→ **GIVEN PROBLEM**: Please rewrite the entries from the line with "Target: player's ponytail" through the end of the entries, switching each "tuples" to "pairs" and leaving everything else unchanged.

================================

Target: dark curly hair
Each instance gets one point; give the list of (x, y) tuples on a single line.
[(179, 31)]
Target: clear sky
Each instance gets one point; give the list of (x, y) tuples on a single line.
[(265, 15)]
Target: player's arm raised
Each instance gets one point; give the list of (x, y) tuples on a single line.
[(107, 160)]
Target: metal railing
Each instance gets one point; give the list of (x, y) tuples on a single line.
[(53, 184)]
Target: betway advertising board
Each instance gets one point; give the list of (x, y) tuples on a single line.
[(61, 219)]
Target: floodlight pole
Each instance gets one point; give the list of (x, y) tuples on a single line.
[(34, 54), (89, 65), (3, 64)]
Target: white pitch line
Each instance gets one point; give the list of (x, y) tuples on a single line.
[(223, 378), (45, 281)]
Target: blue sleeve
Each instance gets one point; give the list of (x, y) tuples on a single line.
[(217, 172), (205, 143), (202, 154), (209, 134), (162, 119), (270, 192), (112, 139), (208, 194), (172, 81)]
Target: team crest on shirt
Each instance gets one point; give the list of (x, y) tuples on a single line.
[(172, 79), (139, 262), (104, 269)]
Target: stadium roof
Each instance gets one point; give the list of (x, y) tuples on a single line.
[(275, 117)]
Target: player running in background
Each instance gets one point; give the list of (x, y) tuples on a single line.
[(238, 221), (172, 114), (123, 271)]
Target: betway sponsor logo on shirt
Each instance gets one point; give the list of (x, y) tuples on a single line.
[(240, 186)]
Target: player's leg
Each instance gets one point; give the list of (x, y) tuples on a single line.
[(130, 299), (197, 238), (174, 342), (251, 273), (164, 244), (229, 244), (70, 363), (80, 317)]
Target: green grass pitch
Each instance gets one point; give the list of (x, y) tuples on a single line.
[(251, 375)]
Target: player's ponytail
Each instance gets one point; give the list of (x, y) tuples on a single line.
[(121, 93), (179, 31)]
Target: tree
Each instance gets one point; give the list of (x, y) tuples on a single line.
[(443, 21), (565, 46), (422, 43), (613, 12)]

================================

→ **ANSWER FOR THE TASK**:
Target: player's ponytail
Each instance gets one point; give the list of (x, y) pairs on a single line.
[(121, 93), (179, 31)]
Target: tree
Each instance gets one point; give the list of (x, y) pairs on a single line.
[(443, 21), (565, 46), (422, 43), (613, 12)]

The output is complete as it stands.